• _Passage to read_
>>>>>
From: John Madden <john.madden@duke.edu>
Date: Fri, 10 Feb 2006 16:26:23 -0500
Message-Id: <52135CDC-531A-4805-AF1D-E0FC480A5DC7@duke.edu>
To: public-semweb-lifesci@w3.org

This discussion is fine, but let me bring this back to GRDDL.

GRDDL could be used to specify ways of generating RDF from many kinds  
of XML documents. The documents could be data-oriented XML, or text- 
oriented XML, or even (I think this is accurate, Eric?) could be  
documents with very sparse XML markup where the extraction transform  
operates exclusively on CDATA.

In any case, I'd like more discussion on the issue that: use of GRDDL  
to extract RDF from healthcare-oriented documents, especially non- 
html documents, is an important focus of HCLS, and one of the  
workgroups should take ownership of this issue.


On Feb 10, 2006, at 1:01 PM, Gao, Yong wrote:

> Having trained as a computational linguist, one thing I remember  
> vividly is the
> debate among linguists on the issue of semantics vs. syntax. One of  
> the wisdoms
> I gained from that experience is the saying "One man's semantics is  
> another
> man's syntax." (I'll need to dig deeper to find its origin.)
<<<<<
• _Given task 1_
In the GRDDL message, what does the extraction transform operate on for documents with very sparse XML markup?
• _Given task 2_
Name every kind of XML document the GRDDL message says GRDDL could be used on to generate RDF.
• _Given task 3_
Carry the GRDDL message forward from its last sentence.
The data after this point comes from a separate source.

• _Listing_
>>>>>
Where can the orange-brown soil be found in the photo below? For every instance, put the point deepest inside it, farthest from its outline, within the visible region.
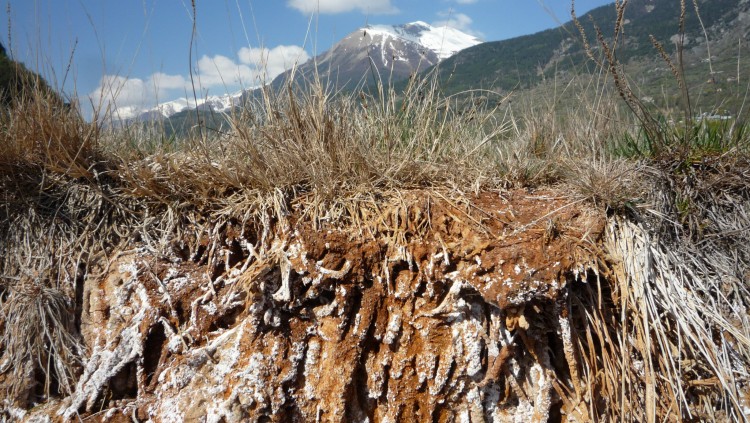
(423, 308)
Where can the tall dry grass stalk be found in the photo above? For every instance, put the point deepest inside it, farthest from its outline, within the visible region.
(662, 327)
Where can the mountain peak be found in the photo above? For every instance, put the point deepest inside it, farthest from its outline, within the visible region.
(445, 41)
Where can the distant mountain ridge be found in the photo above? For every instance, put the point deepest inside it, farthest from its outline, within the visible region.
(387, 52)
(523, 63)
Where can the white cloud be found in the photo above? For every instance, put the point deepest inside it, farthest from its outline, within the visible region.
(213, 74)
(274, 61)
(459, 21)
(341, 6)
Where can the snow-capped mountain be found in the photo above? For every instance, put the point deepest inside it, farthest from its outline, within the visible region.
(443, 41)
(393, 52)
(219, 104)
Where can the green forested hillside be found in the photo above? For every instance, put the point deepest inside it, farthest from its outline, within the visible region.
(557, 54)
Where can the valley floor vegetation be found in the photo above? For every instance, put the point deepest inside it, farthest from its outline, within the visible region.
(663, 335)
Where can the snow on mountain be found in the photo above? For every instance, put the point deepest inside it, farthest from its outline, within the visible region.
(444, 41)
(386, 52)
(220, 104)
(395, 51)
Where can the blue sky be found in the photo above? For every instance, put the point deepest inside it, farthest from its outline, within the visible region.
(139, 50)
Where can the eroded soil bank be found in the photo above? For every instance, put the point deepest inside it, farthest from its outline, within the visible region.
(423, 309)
<<<<<
>>>>>
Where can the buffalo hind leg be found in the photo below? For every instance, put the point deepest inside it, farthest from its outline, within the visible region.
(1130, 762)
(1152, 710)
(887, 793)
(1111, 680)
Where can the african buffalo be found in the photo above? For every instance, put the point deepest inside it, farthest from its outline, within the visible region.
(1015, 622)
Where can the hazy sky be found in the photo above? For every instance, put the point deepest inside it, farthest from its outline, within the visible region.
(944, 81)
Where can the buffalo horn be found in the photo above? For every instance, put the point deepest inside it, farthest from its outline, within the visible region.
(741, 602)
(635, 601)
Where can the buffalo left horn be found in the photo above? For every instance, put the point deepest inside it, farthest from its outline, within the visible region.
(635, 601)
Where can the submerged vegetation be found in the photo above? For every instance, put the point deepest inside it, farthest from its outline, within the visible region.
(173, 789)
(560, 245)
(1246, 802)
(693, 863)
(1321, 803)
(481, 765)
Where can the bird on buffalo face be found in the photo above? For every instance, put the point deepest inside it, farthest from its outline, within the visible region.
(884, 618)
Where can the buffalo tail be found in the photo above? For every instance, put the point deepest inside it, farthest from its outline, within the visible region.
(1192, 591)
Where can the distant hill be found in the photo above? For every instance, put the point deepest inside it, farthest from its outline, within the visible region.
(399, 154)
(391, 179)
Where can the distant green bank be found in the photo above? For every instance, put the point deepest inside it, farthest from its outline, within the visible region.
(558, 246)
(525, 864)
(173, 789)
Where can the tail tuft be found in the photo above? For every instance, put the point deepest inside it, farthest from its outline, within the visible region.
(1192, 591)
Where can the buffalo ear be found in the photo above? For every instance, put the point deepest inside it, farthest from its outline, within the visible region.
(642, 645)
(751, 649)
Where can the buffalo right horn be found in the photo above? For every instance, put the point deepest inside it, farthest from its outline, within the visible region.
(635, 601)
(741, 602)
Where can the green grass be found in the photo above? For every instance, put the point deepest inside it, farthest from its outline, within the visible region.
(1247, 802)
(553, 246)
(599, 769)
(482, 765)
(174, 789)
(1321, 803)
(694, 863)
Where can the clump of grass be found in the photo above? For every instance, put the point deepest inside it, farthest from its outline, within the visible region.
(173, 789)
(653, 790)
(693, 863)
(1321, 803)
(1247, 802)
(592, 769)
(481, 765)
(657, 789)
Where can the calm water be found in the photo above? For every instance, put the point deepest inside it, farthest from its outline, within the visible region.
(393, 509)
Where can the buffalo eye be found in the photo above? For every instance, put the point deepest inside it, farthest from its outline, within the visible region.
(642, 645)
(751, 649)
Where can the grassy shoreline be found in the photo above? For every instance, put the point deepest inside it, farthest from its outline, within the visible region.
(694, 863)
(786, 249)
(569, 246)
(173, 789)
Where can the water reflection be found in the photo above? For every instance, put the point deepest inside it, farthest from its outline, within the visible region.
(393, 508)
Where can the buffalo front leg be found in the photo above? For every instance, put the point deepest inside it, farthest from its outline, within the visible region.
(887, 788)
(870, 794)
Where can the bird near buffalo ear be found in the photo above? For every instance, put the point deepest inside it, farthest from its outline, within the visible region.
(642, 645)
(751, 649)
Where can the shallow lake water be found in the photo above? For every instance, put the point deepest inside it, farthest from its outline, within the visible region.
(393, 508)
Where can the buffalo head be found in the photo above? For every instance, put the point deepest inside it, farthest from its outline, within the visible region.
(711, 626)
<<<<<
>>>>>
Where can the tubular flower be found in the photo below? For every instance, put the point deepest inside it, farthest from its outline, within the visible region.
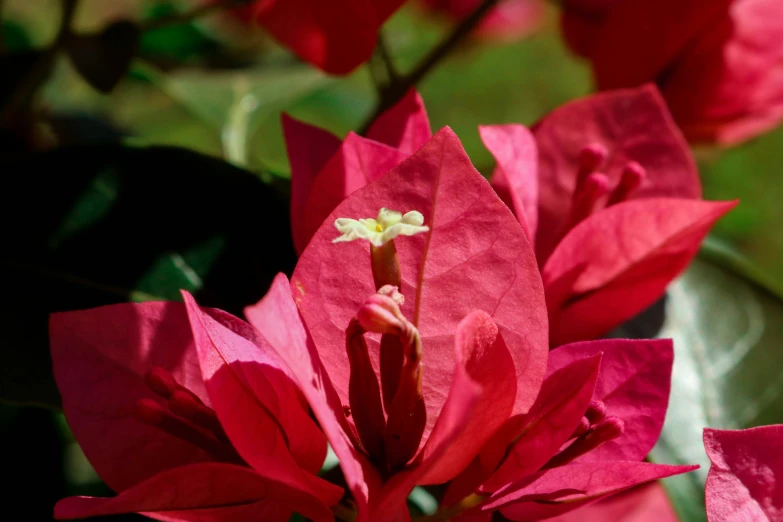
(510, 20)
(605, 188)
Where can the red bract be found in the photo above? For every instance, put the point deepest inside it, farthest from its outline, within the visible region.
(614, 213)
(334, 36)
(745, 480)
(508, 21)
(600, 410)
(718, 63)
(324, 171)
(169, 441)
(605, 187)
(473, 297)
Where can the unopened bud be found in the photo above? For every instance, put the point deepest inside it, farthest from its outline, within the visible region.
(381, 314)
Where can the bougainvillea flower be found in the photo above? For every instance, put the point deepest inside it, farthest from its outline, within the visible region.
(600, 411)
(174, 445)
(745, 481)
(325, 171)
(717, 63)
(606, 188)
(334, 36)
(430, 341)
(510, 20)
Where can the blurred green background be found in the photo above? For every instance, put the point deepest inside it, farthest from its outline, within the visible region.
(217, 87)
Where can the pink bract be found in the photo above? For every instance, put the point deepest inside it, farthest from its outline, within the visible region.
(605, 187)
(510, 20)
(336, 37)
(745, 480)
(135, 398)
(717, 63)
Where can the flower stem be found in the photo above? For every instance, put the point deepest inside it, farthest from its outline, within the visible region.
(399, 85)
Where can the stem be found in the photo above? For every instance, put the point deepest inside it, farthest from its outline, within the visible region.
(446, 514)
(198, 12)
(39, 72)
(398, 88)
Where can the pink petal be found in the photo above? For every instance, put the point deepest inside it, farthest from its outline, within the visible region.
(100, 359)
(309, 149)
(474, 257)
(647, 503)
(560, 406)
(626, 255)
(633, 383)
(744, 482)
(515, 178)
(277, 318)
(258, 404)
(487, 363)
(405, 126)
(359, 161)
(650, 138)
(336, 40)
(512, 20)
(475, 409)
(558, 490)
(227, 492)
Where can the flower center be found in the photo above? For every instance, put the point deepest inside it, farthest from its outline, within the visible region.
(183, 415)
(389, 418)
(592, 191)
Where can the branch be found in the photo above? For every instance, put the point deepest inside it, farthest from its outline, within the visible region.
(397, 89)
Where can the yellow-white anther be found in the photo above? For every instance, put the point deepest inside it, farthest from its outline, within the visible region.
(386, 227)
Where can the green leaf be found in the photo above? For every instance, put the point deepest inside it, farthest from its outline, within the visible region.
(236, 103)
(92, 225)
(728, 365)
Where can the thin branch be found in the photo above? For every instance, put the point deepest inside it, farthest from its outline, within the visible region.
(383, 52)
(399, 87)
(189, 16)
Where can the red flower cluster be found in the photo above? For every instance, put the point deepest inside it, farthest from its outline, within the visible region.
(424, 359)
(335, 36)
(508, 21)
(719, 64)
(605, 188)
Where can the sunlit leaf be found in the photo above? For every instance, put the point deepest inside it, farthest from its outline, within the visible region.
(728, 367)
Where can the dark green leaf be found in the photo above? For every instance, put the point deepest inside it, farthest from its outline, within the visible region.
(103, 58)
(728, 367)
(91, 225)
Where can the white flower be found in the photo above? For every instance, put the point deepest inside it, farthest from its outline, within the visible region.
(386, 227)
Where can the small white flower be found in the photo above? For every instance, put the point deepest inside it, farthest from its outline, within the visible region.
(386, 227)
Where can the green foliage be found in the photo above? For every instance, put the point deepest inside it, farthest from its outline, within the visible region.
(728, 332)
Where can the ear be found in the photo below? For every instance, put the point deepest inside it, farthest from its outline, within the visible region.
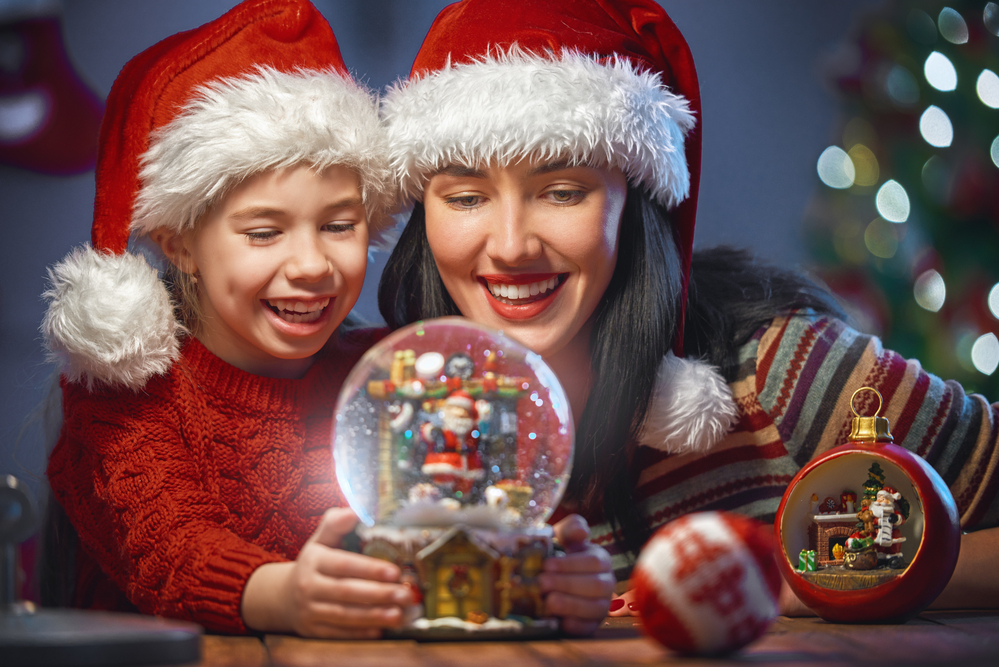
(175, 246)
<<<<<
• _Expected output 1_
It operates exclusively on CDATA.

• _Expected output 2_
Data-oriented XML, text-oriented XML, and documents with very sparse XML markup.

• _Expected output 3_
> Having worked on building practical tools for data extraction and  
> integration,
> I've learned the lesson on the importance of NOT getting too  
> boggled down on
> labeling what's "structured" and what's not. Here I quote another  
> saying "One
> Man's Ceiling is Another Man's Floor"
> The point I'm trying to make is this: The concept of  
> "structuredness" is
> relative and context-sensitive. For example, natural language texts  
> are highly
> structured, it's just we still have a long way to fully discover  
> and understand
> its structures and use them to find meanings mechanically.
> Another example, HTML pages are structured so that web browsers can  
> display them
> properly. XML and RDF data can as well be "unstructured" if you put  
> a blob of
> text, say abstract, between a pair of tags.
> I would almost suggest the term "non-RDF", rather than  
> "unstructured", be used
> in the context of transforming some data into RDF format.
> ---
> Yong Gao, PH.D.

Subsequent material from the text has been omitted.